TEKST ŹRÓDŁOWY ->
Linkowanie, pliki *.o i jakieś dziwne komentarze do tego... Kurde, tego już konkret nie łapię jak załatać, a co dziwne dzieje się tak we wszystkich przykładach jakie przepisuje (choc co ciekawe, jak sam od zera napisałem program do zabawy tablicami to ruszył od strzału  :Wink:  ) no i cholerka nie mam jak się pouczyc w praktyce.

Za młodu sporo pisałem w pascalu i tam jakoś błędy wywalane były w jakiś bardziej ludzki sposób i zawsze udawało mi się to jakoś załatać. Byłbym wdzięczny za garść hint'ów albo jakiegoś linka gdzie by mi łopatologicznie wytłumaczyli co zrobić z tymi *.o  :Smile: 

----------

## mziab

Próbówałeś skompilować za pomocą g++, a nie gcc?

----------

## Yatmai

O w morde, ten wklejony przeszedł od strzału....

Tylko w poprzednim przykładzie ze stringami miałem te same objawy i g++ nie pomogło  :Sad: 

----------

## no4b

Musisz zlinkować z biblioteką matematyczną jeżeli chcesz używać funkcji sinus, dodaj -lm do opcji kompilatora.

BTW. zadeklarowałeś, że Twój main zwraca int, a wcale tego nie robi, nieładna praktyka. conio.h też nie masz co załączać, w Linuksie chyba żadna biblioteka ani program nie dostarcza takiego nagłówka.

POKAZANE WIERSZE ->
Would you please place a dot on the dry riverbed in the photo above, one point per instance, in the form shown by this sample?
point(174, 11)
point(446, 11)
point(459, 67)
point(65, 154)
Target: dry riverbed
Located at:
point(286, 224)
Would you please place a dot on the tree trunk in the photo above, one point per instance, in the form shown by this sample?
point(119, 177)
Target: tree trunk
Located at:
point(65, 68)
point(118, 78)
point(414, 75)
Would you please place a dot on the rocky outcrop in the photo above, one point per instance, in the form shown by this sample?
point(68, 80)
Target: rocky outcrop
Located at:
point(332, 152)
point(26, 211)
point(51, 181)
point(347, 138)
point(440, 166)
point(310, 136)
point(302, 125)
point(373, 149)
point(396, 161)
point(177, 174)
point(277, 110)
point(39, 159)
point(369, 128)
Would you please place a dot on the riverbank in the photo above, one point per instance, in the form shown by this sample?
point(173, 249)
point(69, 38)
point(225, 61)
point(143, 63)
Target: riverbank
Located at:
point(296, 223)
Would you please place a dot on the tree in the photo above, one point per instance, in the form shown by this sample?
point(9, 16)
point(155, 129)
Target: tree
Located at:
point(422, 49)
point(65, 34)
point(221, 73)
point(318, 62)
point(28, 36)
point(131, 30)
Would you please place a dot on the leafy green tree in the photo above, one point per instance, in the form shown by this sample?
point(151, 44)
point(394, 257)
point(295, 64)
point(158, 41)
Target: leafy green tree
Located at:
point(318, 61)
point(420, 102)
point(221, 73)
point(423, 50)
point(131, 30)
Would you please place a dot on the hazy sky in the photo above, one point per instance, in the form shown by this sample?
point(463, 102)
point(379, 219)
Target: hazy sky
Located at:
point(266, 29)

POLECENIA ->
[a] Jaką opcję kompilatora każe dodać no4b w wątku o kompilacji, aby móc używać funkcji sinus?
[b] Przepisz wiernie fragment wątku o kompilacji od słów „O w morde, ten” aż do słów „dostarcza takiego nagłówka.” włącznie.
[c] Dopisz dalszy ciąg wątku o kompilacji, zaczynając od miejsca, w którym się urywa.

WYNIKI PO KOLEI ->
[a] Opcję -lm, czyli zlinkowanie z biblioteką matematyczną.

[b]
O w morde, ten wklejony przeszedł od strzału....

Tylko w poprzednim przykładzie ze stringami miałem te same objawy i g++ nie pomogło  :Sad: 

----------

## no4b

Musisz zlinkować z biblioteką matematyczną jeżeli chcesz używać funkcji sinus, dodaj -lm do opcji kompilatora.

BTW. zadeklarowałeś, że Twój main zwraca int, a wcale tego nie robi, nieładna praktyka. conio.h też nie masz co załączać, w Linuksie chyba żadna biblioteka ani program nie dostarcza takiego nagłówka.

[c]
----------

## Belliash

conio.h to wynalazek borlanda...

do tego bylo cos dla djgpp na sf.net...

----------

## znal

można ew. użyć ncurses zamiast conio

----------

## no4b

Albo napisać swóją funkcję getch z wykorzystaniem termiosa (jakieś 8-9 linikek).

----------

## Yatmai

 *no4b wrote:*   

> BTW. zadeklarowałeś, że Twój main zwraca int, a wcale tego nie robi, nieładna praktyka. conio.h też nie masz co załączać, w Linuksie chyba żadna biblioteka ani program nie dostarcza takiego nagłówka.

 

Ja wpisałem void, ale kompilator mi wyalał, że main musi zwracać int'a....

A co do conio, to autor pisze w jakimś Visual C++ czy innym świństwie pod windowsa. Gdzieś mi tam przeleciało conio.h w tutorialu, więc dodałem jak mi się kompilacja sypała  :Wink: 

 *Quote:*   

> Musisz zlinkować z biblioteką matematyczną jeżeli chcesz używać funkcji sinus, dodaj -lm do opcji kompilatora. 

 

A czy jest to równoznaczne z #include <math.h> ?  :Smile: 

Generalnie kumpel mi dał wskazówkę, jak nie wiem w jakim nagłówku czegoś szukać, to przykładowo:

 *man getch wrote:*   

> SYNOPSIS
> 
>        #include <curses.h>
> 
>        int getch(void);
> ...

 

Muszę przyznać, że manual Linuksowy wymiata  :Smile: 

----------

## Arfrever

 *Yatmai wrote:*   

>  *Quote:*   Musisz zlinkować z biblioteką matematyczną jeżeli chcesz używać funkcji sinus, dodaj -lm do opcji kompilatora.  
> 
> A czy jest to równoznaczne z #include <math.h> ? 

 

Nie.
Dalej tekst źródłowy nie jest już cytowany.